_Task goal:_ Please restate word for word, and with nothing added, the lines that run from the one holding "Please indicate the blurred" to the end of the entries below.

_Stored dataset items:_
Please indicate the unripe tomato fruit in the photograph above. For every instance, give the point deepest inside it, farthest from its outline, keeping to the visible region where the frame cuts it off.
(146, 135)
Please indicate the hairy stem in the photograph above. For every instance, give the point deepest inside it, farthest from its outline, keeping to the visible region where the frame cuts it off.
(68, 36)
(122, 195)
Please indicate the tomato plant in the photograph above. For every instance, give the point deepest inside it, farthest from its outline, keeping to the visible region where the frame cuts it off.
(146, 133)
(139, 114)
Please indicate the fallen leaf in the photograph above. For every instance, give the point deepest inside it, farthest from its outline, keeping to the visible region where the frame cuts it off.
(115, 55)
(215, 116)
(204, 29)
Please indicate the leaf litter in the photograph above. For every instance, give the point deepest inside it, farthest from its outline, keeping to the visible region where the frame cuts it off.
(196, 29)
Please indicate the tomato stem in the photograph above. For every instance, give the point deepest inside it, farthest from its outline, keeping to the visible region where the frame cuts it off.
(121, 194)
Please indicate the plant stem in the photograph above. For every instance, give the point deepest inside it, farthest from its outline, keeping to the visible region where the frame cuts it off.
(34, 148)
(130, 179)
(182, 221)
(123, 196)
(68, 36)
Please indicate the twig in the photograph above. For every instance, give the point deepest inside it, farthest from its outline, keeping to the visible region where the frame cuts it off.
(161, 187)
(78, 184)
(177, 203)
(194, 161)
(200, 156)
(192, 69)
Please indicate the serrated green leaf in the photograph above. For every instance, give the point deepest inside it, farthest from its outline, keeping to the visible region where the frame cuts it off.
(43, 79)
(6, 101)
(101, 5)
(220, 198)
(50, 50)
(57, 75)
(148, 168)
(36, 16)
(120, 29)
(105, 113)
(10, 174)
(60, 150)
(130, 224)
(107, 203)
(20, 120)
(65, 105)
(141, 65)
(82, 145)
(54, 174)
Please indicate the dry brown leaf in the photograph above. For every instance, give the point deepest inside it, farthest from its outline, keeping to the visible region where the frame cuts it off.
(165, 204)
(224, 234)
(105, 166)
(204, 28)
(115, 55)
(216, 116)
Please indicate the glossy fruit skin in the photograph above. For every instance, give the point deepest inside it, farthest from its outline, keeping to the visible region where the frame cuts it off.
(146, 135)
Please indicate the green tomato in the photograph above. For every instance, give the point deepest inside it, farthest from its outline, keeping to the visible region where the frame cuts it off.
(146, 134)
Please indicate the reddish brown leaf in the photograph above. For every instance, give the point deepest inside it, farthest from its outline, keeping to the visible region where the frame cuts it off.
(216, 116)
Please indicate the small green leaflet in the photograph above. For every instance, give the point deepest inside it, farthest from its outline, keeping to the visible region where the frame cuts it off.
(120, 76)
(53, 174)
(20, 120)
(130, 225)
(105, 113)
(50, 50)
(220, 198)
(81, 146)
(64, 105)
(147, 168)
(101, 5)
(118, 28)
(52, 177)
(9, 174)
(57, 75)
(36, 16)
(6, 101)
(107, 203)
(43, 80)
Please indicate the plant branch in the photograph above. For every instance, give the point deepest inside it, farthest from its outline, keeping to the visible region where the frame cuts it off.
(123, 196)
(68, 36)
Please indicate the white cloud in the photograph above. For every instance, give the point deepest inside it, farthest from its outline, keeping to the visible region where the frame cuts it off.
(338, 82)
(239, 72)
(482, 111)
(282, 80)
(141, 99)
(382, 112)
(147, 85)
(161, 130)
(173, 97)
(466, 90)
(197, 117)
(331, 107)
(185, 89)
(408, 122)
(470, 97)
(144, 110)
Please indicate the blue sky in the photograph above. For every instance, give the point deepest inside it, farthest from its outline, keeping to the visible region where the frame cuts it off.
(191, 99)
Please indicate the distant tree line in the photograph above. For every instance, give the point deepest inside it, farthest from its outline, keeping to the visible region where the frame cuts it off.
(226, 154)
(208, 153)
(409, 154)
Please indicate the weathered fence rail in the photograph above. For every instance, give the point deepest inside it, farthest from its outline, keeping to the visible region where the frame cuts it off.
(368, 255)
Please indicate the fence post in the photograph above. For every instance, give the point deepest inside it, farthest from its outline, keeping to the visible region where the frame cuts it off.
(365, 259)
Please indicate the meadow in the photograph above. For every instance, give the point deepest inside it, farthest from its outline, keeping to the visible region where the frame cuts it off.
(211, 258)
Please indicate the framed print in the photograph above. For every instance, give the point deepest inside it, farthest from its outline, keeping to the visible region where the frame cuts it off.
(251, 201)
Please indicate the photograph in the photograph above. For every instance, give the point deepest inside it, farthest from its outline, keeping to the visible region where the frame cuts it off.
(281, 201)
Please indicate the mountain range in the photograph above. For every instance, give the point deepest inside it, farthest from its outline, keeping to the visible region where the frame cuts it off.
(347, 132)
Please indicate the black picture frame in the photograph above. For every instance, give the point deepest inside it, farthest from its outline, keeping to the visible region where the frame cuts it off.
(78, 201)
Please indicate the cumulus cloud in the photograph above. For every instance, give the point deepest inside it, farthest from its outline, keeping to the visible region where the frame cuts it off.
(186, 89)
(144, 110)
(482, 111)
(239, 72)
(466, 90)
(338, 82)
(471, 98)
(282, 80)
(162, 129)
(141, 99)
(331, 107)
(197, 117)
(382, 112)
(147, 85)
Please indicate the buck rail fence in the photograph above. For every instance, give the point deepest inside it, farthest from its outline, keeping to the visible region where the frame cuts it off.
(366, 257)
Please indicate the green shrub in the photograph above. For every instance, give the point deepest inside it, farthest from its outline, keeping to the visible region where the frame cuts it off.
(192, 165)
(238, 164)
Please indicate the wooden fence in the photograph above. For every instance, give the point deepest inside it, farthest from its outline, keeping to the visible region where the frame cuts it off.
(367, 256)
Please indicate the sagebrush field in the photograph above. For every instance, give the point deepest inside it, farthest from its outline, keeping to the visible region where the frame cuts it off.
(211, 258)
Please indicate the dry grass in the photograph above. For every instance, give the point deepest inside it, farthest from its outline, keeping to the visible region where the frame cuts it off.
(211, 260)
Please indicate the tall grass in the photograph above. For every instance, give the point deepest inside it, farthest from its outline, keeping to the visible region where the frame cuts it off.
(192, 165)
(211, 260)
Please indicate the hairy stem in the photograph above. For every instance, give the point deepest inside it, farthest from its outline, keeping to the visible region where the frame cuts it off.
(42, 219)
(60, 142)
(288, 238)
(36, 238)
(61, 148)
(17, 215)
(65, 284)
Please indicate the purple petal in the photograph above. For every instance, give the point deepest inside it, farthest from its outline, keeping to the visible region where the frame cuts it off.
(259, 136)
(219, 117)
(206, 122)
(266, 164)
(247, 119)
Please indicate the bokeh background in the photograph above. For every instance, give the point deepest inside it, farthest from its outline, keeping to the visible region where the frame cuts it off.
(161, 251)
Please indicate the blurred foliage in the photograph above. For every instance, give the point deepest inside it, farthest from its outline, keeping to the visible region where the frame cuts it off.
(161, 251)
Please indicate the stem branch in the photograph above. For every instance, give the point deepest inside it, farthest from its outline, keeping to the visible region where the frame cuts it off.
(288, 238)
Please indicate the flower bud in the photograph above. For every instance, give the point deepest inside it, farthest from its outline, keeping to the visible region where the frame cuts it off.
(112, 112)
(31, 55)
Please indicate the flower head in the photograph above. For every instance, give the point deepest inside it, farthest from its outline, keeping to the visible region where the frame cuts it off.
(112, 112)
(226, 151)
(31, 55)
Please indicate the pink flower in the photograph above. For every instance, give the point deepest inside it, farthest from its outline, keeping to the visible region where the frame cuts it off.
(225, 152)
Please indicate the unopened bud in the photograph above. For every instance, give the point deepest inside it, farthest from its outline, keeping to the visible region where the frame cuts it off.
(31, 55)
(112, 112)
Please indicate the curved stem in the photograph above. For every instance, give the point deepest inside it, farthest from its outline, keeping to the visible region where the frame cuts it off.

_Solution for this exercise:_
Please indicate the blurred foliage in the photograph above. For every instance, give the point deepest inside it, farthest from its outline, keeping to the visible region where the frame cuts it off.
(161, 251)
Please indicate the stem branch in the photograph above. For every instance, give the point deepest inside it, farthest from its outline, keeping to the visible region where the frame cuts it off.
(288, 238)
Please indicate the flower bud in the photograph above. For every instance, give the point deepest inside it, farthest from its outline, keeping to the visible region where the frame cuts it off.
(112, 112)
(31, 55)
Please indicate the flower head in the photograph above. For every instance, give the point deepest inside it, farthest from its outline, keeping to the visible region where the frame cuts it off.
(112, 112)
(226, 151)
(31, 55)
Please indicate the pink flower in the photograph above. For every instance, give the point deepest inside it, farthest from its outline, keeping to the visible region where the frame cuts it off.
(225, 152)
Please indicate the unopened bud in the photograph above. For every instance, give the point deepest inside it, farthest from its outline, keeping to the visible region where the frame cuts it off.
(31, 55)
(112, 112)
Please indicate the curved stem in the photograph above. For every instance, give the point deepest inside it, farthest from its outline, keeping to the visible region where the frame cuts it off.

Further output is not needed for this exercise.